### WHAT IS BEING ASKED
Format the part of the rows below that opens with the line containing "the metal bench" and runs to the end of the rows as a JSON list of strings, one string per line, including both ends, skipping blank lines, and leaving out the pictures.

## START SOURCE RECORDS

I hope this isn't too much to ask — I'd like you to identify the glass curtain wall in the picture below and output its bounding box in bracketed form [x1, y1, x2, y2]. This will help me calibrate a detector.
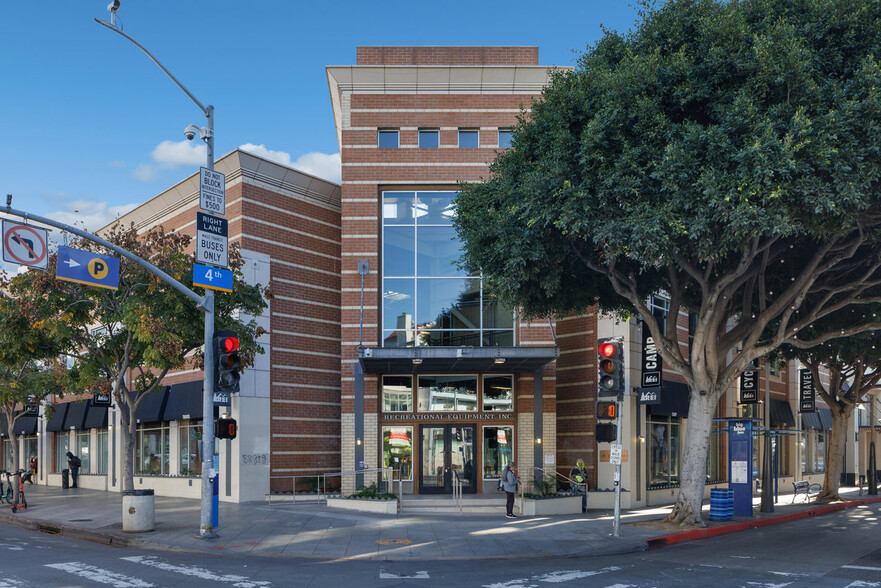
[382, 191, 514, 347]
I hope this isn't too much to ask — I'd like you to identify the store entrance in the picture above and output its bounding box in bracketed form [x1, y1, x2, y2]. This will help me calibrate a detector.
[419, 425, 477, 494]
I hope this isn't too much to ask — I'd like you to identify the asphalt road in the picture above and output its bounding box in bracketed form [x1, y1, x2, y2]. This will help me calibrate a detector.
[0, 505, 881, 588]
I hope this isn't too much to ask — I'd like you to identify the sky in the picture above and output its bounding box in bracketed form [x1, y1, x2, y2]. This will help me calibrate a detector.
[0, 0, 636, 230]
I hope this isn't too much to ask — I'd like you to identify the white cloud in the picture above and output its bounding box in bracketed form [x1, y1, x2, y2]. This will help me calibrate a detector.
[239, 143, 342, 183]
[46, 200, 140, 232]
[150, 140, 208, 168]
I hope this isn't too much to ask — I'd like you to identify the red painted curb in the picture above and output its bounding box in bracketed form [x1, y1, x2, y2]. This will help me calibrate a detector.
[645, 496, 881, 549]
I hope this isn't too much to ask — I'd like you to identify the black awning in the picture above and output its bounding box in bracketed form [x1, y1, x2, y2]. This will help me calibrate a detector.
[358, 346, 560, 374]
[162, 380, 204, 421]
[62, 400, 89, 431]
[83, 402, 107, 429]
[135, 386, 170, 423]
[801, 408, 832, 431]
[771, 398, 795, 427]
[46, 402, 70, 433]
[646, 381, 691, 418]
[15, 414, 37, 435]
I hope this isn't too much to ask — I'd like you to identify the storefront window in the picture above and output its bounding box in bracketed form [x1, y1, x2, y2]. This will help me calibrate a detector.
[178, 420, 202, 476]
[483, 376, 514, 411]
[382, 427, 413, 481]
[382, 376, 413, 412]
[95, 427, 110, 474]
[135, 423, 168, 476]
[483, 427, 514, 480]
[76, 431, 92, 474]
[418, 376, 477, 412]
[648, 416, 682, 487]
[55, 432, 69, 472]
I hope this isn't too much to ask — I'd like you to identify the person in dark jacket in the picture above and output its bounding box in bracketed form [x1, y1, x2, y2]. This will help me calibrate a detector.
[502, 461, 520, 519]
[67, 451, 83, 488]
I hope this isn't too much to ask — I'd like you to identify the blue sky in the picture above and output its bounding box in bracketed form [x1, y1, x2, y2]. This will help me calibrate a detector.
[0, 0, 636, 230]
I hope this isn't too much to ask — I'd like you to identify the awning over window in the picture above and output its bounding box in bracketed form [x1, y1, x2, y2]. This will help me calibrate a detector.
[801, 408, 832, 431]
[646, 381, 691, 418]
[46, 402, 70, 433]
[135, 386, 171, 423]
[771, 398, 795, 427]
[62, 400, 89, 431]
[83, 401, 107, 429]
[162, 380, 203, 421]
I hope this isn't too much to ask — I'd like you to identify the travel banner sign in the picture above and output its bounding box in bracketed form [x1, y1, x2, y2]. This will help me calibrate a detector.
[798, 369, 817, 412]
[740, 364, 759, 404]
[642, 322, 663, 388]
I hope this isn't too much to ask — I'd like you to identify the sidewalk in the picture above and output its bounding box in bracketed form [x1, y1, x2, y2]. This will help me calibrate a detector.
[0, 486, 881, 560]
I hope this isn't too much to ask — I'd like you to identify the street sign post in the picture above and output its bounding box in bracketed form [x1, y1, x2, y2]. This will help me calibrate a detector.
[199, 167, 226, 214]
[193, 263, 232, 292]
[3, 220, 49, 269]
[196, 212, 229, 268]
[55, 245, 119, 290]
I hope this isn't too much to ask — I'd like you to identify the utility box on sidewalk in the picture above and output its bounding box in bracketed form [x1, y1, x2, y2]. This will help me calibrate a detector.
[122, 490, 156, 533]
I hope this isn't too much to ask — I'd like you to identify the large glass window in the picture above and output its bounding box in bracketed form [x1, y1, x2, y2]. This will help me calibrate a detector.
[382, 192, 514, 347]
[95, 427, 110, 474]
[135, 423, 168, 476]
[483, 427, 514, 480]
[76, 430, 92, 474]
[55, 431, 70, 472]
[483, 376, 514, 411]
[648, 416, 682, 487]
[418, 375, 477, 412]
[382, 427, 413, 480]
[178, 420, 202, 476]
[382, 376, 413, 412]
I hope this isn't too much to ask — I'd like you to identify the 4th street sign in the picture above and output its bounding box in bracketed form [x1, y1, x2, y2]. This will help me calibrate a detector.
[196, 212, 229, 268]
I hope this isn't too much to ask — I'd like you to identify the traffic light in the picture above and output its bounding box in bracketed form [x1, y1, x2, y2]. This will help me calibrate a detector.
[597, 400, 618, 421]
[594, 423, 618, 443]
[214, 419, 237, 439]
[597, 337, 624, 396]
[214, 331, 242, 394]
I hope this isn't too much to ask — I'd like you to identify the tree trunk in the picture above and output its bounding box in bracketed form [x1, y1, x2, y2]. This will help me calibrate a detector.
[666, 392, 718, 526]
[818, 403, 855, 500]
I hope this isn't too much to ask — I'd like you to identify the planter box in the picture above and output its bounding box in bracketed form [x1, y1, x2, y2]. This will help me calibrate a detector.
[514, 494, 581, 517]
[327, 498, 398, 514]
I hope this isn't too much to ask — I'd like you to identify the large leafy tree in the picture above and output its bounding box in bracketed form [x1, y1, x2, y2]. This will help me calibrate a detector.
[0, 268, 70, 503]
[29, 225, 268, 491]
[457, 0, 881, 524]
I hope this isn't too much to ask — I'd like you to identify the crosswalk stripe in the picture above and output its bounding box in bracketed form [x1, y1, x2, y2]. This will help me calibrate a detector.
[120, 555, 272, 588]
[45, 561, 153, 588]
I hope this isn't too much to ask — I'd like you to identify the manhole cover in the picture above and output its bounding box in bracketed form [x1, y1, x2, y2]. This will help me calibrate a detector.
[377, 539, 413, 545]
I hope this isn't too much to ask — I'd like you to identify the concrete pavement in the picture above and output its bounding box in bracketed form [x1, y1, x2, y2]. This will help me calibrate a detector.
[0, 485, 881, 561]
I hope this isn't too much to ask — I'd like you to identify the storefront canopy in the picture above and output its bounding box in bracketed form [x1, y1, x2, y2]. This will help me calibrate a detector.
[358, 347, 560, 374]
[162, 380, 204, 421]
[801, 408, 832, 431]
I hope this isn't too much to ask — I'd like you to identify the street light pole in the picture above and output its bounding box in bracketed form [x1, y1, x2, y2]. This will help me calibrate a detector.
[95, 8, 217, 539]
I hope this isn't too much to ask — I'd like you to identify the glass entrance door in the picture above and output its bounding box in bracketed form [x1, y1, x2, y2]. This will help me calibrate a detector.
[419, 425, 477, 494]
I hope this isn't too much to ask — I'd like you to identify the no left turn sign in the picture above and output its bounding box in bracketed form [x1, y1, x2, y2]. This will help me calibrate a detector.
[3, 220, 49, 269]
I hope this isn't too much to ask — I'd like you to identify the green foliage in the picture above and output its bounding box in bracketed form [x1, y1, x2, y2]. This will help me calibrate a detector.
[351, 482, 398, 500]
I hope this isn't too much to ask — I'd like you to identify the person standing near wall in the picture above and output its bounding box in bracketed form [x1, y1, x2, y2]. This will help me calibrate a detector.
[502, 461, 520, 519]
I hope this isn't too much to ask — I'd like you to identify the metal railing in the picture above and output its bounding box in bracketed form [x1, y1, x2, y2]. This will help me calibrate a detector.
[266, 468, 404, 512]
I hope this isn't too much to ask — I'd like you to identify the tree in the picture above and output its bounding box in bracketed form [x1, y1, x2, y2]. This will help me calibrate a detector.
[780, 307, 881, 500]
[456, 0, 881, 524]
[0, 276, 69, 504]
[30, 225, 268, 491]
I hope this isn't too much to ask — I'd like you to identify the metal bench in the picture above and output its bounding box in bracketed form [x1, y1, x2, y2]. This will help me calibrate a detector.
[792, 480, 823, 502]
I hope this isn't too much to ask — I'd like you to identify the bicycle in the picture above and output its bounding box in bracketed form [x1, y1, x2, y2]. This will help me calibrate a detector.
[0, 470, 14, 504]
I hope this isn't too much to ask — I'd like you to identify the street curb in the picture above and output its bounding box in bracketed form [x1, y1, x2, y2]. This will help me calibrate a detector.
[645, 496, 881, 549]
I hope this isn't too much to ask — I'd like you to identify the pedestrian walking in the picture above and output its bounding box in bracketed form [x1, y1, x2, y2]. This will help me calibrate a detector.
[569, 457, 587, 512]
[502, 461, 520, 519]
[67, 451, 83, 488]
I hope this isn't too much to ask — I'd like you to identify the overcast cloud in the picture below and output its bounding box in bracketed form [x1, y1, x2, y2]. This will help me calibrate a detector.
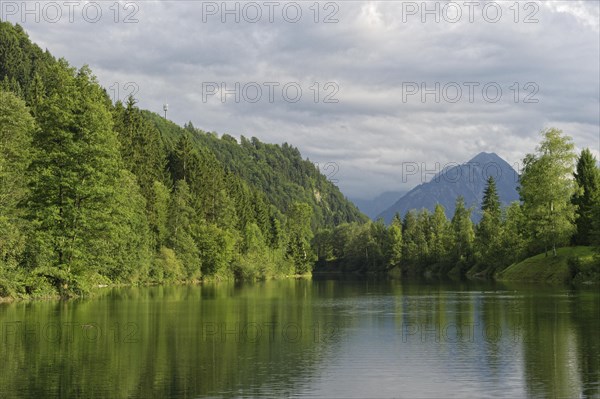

## END SOURCE RECORDS

### THE RESULT
[
  "I hope this isn't too much to ask — I'd like you to identify the metal bench in the picture above and output its bounding box in bracketed form [x1, y1, x2, y2]. This will help me calibrate a detector.",
  "[792, 480, 823, 502]",
  "I hope this isn't too much to ask — I'd like you to identify the bicycle in the picture above and output its bounding box in bracketed form [x1, y1, x2, y2]. This will help me calibrate a detector.",
  "[0, 470, 14, 504]",
  "I hope this isn't too much to ask — I'd like you to identify the street curb in the picture above and output its bounding box in bracketed form [x1, y1, x2, y2]. This will help me calibrate a detector.",
  "[645, 496, 881, 549]",
  "I hope this isn't too much to ask — I'd like you to identify the pedestrian walking in the picture above and output its bounding box in bracketed form [x1, y1, x2, y2]. This will help me calibrate a detector.",
  "[569, 457, 587, 512]",
  "[502, 461, 520, 519]",
  "[67, 451, 83, 488]",
  "I hope this isn't too much to ask — I'd like you to identify the overcast cloud in the picture below and output its bounding box in bracketed form [x1, y1, x2, y2]. This will help me calibrate a detector."
]